**Work instructions**
Which lines of the data below contain the string "stack"? Find and copy each one in full, counting only matches with the same capitalization.

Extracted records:
______
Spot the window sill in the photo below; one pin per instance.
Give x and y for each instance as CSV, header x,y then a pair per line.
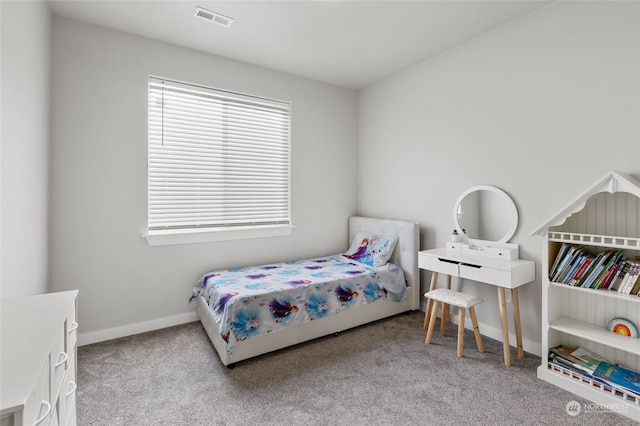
x,y
191,236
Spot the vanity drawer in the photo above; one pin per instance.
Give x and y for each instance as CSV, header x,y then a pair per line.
x,y
437,264
485,274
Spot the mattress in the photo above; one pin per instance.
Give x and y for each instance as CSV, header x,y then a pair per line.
x,y
252,301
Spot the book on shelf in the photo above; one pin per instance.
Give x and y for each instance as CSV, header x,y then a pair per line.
x,y
559,258
611,260
590,359
562,357
570,264
567,256
575,265
618,376
613,272
578,277
630,279
620,274
598,271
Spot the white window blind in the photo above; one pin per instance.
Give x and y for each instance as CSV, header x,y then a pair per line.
x,y
216,159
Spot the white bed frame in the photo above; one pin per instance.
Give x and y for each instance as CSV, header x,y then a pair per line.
x,y
405,255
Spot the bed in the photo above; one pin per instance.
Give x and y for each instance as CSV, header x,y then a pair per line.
x,y
334,293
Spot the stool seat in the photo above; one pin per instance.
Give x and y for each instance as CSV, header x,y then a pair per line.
x,y
455,298
461,300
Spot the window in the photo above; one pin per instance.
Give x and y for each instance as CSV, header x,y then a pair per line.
x,y
218,161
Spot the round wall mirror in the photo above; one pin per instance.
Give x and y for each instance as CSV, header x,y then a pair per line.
x,y
486,214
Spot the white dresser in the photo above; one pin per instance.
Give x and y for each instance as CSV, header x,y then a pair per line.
x,y
38,345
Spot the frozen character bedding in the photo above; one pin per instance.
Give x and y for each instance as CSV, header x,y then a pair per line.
x,y
256,300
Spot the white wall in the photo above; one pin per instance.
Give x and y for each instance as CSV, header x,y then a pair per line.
x,y
99,182
24,96
541,107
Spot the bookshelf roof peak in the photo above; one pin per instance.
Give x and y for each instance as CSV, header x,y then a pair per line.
x,y
610,182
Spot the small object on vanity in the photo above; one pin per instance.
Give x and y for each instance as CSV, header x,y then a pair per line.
x,y
453,247
502,251
623,326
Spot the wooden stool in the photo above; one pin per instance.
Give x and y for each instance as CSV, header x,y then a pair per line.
x,y
462,301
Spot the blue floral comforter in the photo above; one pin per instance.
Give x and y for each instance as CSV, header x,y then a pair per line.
x,y
255,300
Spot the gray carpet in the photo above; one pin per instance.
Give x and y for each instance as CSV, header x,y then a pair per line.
x,y
378,374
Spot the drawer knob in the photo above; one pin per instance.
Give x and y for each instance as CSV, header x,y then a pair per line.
x,y
62,359
46,413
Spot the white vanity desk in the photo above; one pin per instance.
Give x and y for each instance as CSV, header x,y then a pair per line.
x,y
502,273
486,218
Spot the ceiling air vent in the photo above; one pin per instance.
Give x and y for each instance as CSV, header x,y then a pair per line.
x,y
214,17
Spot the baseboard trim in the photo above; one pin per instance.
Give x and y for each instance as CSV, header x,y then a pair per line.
x,y
137,328
495,333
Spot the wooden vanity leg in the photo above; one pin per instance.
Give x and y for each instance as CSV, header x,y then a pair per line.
x,y
516,321
446,314
444,318
505,326
432,323
427,314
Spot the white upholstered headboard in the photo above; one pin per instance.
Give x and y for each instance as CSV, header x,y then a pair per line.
x,y
406,253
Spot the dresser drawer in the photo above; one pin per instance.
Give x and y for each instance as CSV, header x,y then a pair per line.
x,y
485,274
66,400
436,264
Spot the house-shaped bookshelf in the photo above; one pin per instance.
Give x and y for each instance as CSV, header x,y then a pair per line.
x,y
603,219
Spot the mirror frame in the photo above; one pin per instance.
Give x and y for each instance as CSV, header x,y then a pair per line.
x,y
512,211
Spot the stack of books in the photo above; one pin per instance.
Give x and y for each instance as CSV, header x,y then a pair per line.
x,y
596,368
609,270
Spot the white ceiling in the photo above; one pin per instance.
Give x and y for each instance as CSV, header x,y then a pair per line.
x,y
346,43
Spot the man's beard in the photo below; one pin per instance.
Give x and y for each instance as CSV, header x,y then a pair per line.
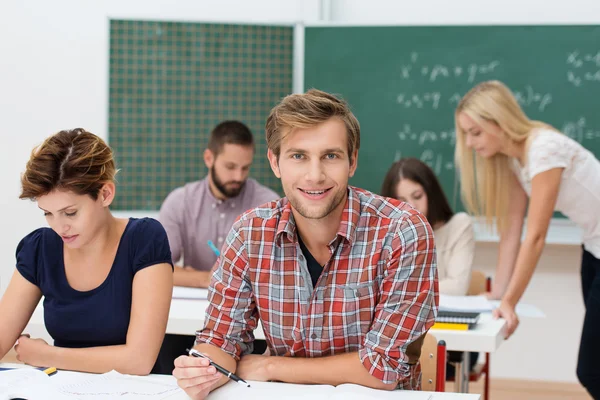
x,y
223,186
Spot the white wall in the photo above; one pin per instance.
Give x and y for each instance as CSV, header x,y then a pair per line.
x,y
54,75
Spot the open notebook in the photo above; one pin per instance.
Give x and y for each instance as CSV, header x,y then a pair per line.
x,y
32,384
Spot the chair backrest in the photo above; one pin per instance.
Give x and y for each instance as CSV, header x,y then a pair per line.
x,y
433,364
479,283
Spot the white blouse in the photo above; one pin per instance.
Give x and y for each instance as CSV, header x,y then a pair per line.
x,y
579,193
455,245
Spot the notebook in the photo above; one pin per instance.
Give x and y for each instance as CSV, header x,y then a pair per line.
x,y
458,317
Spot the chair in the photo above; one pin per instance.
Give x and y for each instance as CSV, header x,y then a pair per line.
x,y
433,364
479,285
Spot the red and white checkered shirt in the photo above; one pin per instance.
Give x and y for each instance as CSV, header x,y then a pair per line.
x,y
377,294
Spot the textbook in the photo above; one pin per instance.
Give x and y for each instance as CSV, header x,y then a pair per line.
x,y
450,326
458,318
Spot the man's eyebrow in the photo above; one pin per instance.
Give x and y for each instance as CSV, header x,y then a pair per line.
x,y
295,150
62,209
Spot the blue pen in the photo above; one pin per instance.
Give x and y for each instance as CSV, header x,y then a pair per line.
x,y
214,248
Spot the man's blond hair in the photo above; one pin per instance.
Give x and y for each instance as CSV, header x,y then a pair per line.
x,y
299,111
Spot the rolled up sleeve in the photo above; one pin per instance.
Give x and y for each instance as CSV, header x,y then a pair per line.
x,y
407,307
231,316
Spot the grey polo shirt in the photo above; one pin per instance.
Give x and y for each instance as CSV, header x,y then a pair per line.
x,y
192,216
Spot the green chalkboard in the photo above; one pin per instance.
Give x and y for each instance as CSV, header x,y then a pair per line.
x,y
171,83
403,84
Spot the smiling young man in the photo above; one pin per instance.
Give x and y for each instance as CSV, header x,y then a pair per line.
x,y
344,281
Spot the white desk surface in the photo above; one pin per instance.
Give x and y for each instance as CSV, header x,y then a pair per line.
x,y
187,316
486,336
268,390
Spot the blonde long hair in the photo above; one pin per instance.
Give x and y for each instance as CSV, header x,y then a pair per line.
x,y
485,181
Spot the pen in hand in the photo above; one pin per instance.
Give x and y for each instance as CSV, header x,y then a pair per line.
x,y
214,248
230,375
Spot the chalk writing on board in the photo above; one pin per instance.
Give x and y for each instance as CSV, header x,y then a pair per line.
x,y
436,161
579,131
435,72
528,97
583,67
441,161
425,135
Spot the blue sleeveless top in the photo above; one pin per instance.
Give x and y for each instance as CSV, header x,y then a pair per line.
x,y
98,317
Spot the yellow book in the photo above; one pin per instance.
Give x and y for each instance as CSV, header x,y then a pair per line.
x,y
451,326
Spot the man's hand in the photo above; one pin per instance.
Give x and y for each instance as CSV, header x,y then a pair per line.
x,y
255,368
32,351
195,376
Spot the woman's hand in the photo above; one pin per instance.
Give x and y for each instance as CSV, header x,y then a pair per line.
x,y
32,351
507,312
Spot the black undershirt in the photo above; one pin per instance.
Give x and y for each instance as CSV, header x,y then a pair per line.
x,y
314,268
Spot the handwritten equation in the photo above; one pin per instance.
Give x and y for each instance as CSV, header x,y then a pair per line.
x,y
583,67
441,161
528,97
435,72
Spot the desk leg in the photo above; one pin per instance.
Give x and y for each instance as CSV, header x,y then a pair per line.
x,y
461,375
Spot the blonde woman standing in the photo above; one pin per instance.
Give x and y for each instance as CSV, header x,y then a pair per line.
x,y
519,163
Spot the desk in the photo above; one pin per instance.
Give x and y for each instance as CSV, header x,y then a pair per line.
x,y
257,391
486,336
186,316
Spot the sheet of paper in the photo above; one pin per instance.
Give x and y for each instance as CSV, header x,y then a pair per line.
x,y
275,390
114,385
180,292
524,310
33,384
482,304
465,303
26,383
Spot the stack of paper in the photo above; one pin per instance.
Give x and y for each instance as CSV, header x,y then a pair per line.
x,y
482,304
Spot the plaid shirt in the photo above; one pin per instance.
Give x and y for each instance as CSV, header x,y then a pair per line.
x,y
377,294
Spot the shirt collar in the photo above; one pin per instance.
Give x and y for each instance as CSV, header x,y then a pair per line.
x,y
346,228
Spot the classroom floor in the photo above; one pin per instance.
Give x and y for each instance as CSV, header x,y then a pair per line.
x,y
501,389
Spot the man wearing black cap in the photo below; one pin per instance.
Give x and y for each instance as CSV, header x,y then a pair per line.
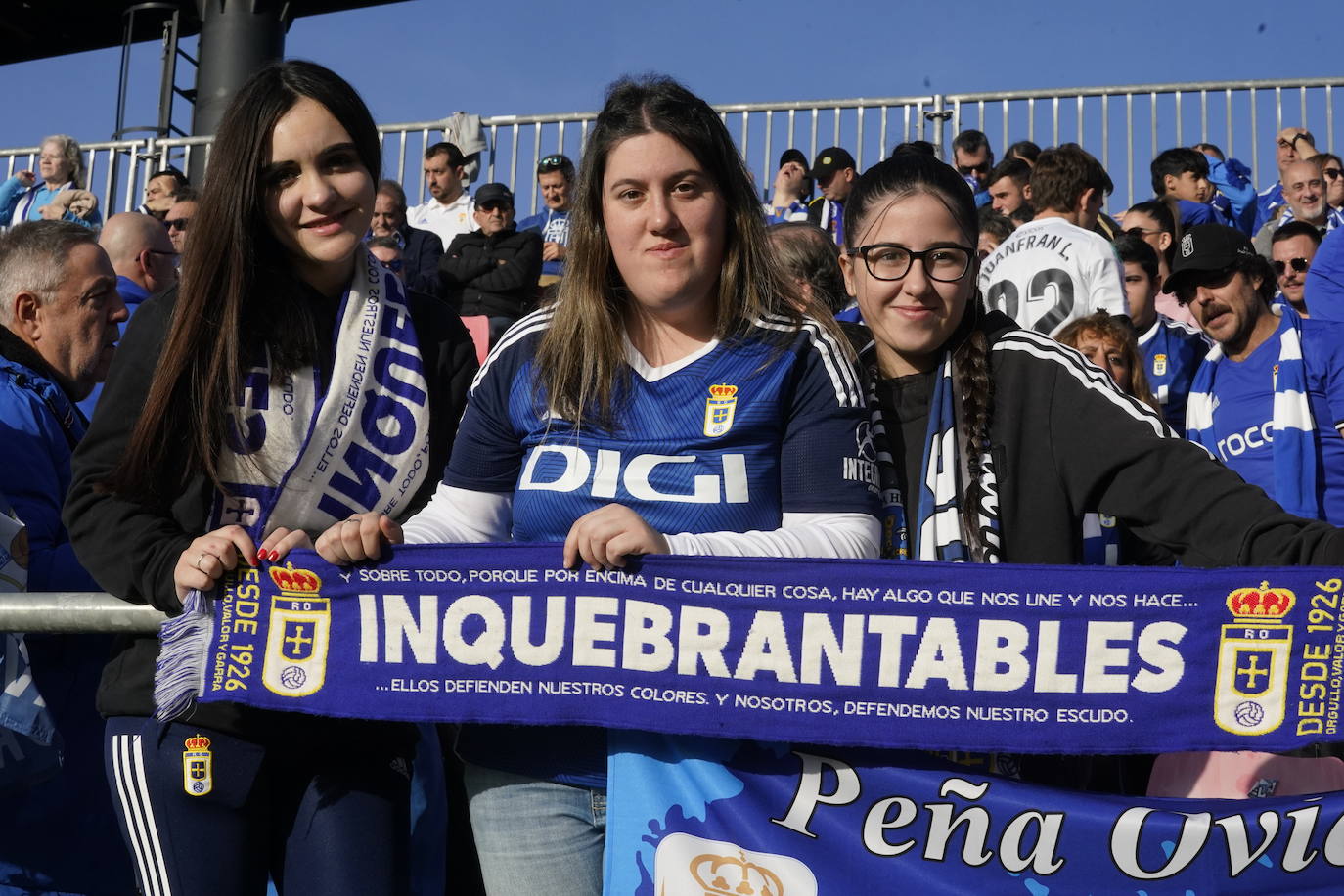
x,y
492,270
834,175
791,188
1269,398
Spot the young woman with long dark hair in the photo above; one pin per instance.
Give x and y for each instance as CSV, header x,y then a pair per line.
x,y
288,383
590,424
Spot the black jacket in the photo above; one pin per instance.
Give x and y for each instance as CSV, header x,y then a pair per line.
x,y
420,258
492,276
1066,442
130,548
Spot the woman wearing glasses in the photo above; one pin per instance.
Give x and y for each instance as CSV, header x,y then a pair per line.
x,y
590,424
61,169
1039,437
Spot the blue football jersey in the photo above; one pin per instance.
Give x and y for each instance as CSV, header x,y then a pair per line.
x,y
1172,352
1243,411
723,441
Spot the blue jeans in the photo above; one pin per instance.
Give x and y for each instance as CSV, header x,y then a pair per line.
x,y
536,835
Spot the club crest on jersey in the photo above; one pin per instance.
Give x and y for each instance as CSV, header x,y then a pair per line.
x,y
719,409
1253,657
198,774
297,634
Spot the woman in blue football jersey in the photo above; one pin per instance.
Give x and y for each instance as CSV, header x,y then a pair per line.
x,y
674,399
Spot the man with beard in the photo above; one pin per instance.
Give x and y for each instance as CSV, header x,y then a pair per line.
x,y
421,248
449,208
1269,398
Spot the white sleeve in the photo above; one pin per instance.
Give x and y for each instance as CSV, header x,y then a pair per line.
x,y
1107,287
800,535
456,516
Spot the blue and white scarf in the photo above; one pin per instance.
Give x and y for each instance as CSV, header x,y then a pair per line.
x,y
1296,477
938,499
1333,218
306,460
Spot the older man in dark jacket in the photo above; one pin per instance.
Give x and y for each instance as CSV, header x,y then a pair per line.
x,y
492,270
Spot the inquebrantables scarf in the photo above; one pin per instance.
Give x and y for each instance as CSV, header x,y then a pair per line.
x,y
305,458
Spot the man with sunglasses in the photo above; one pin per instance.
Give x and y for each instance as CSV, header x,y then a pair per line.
x,y
556,180
492,270
1269,398
973,160
1290,254
834,175
1293,144
179,216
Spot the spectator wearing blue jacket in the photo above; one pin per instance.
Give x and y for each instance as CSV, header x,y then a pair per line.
x,y
1235,197
556,180
61,169
58,328
421,248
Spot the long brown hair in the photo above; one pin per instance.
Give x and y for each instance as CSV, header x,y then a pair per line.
x,y
581,359
238,289
908,175
1117,330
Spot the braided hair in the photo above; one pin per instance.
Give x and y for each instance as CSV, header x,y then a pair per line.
x,y
898,177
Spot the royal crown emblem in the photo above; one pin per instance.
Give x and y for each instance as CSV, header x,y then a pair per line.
x,y
198,776
734,876
1261,605
297,634
719,409
687,866
297,582
1250,694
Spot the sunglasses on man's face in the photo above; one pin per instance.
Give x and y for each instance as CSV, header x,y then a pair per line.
x,y
1298,265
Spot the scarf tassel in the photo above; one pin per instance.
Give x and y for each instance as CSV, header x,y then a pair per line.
x,y
183,644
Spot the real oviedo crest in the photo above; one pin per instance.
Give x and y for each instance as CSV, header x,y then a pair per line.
x,y
1250,694
718,409
297,636
198,774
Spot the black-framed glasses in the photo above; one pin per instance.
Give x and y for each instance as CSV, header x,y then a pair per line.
x,y
1298,265
891,261
1187,291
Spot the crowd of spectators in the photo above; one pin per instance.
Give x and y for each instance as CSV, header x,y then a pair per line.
x,y
1219,301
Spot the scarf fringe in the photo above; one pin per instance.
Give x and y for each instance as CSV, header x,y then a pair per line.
x,y
183,644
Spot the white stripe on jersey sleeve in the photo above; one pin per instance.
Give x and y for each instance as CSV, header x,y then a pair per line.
x,y
800,535
1092,378
841,373
535,321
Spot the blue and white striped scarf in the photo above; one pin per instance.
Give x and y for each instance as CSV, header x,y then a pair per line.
x,y
1296,477
940,496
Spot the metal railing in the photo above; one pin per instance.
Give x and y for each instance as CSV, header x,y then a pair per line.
x,y
1122,125
75,612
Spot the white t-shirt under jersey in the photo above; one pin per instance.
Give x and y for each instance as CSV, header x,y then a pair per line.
x,y
1050,272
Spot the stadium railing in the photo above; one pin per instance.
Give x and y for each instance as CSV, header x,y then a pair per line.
x,y
1122,125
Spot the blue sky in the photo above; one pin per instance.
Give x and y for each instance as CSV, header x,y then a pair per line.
x,y
424,60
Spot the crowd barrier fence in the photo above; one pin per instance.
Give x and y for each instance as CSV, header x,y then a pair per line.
x,y
1122,125
75,612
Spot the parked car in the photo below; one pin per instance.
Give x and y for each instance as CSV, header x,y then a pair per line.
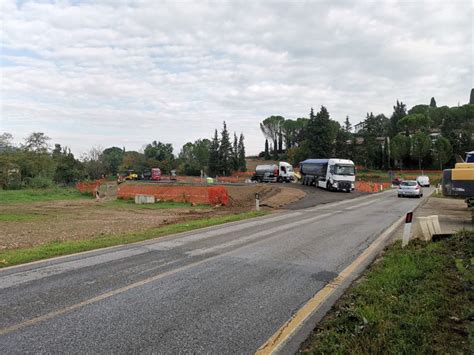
x,y
423,180
410,188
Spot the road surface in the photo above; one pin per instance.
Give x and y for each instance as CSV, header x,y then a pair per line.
x,y
225,289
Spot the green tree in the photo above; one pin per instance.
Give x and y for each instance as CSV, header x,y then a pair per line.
x,y
399,111
214,162
37,142
5,141
419,109
194,157
400,148
374,132
421,145
225,153
136,161
271,128
235,154
241,150
442,151
299,153
93,163
347,125
320,134
112,158
68,168
159,155
267,152
414,122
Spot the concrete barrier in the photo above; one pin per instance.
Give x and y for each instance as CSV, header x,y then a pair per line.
x,y
429,225
144,199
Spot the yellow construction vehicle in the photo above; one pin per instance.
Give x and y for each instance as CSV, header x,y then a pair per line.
x,y
131,175
459,182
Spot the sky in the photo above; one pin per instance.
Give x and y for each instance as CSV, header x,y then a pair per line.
x,y
125,73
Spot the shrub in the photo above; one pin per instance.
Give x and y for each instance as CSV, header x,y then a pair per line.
x,y
40,182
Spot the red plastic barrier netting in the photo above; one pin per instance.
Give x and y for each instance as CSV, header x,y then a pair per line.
x,y
196,194
88,186
365,186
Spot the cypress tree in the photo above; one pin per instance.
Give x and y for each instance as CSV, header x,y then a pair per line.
x,y
399,111
235,154
214,155
225,152
319,132
241,148
347,125
280,141
267,153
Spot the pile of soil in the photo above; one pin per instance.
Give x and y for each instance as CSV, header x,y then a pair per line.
x,y
271,195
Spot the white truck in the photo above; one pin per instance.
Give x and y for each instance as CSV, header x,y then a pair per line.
x,y
331,174
283,172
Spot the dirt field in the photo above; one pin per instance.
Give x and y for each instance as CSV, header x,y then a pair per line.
x,y
29,224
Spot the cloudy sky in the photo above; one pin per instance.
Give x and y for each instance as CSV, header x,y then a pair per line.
x,y
125,73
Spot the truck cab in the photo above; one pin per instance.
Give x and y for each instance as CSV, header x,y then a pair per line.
x,y
331,174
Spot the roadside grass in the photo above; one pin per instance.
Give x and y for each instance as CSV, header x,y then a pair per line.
x,y
19,217
152,206
415,300
39,195
58,248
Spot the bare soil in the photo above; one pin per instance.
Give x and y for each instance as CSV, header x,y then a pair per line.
x,y
271,195
85,219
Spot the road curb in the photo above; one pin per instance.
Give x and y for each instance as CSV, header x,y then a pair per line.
x,y
288,339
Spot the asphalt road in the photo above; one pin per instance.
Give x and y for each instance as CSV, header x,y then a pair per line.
x,y
224,289
317,196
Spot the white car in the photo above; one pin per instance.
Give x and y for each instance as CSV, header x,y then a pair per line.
x,y
423,180
410,188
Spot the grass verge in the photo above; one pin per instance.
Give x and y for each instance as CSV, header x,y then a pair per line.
x,y
39,195
414,300
153,206
19,217
58,248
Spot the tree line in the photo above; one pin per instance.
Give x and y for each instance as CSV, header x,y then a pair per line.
x,y
35,164
425,136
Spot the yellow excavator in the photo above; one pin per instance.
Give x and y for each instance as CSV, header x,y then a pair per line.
x,y
131,175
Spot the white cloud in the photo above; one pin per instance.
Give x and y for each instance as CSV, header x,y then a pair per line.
x,y
126,73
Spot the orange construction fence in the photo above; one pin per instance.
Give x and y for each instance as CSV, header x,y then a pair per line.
x,y
365,186
89,186
209,195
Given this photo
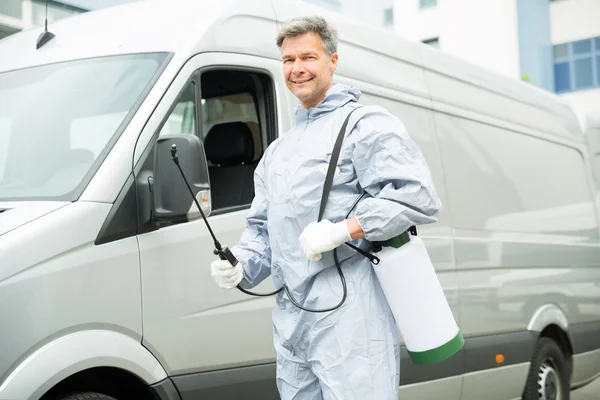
______
**Written solution**
Spot the stack of books in the photo above; one pin per instance.
Spot the stack of paper in the photo above; one pin per instance.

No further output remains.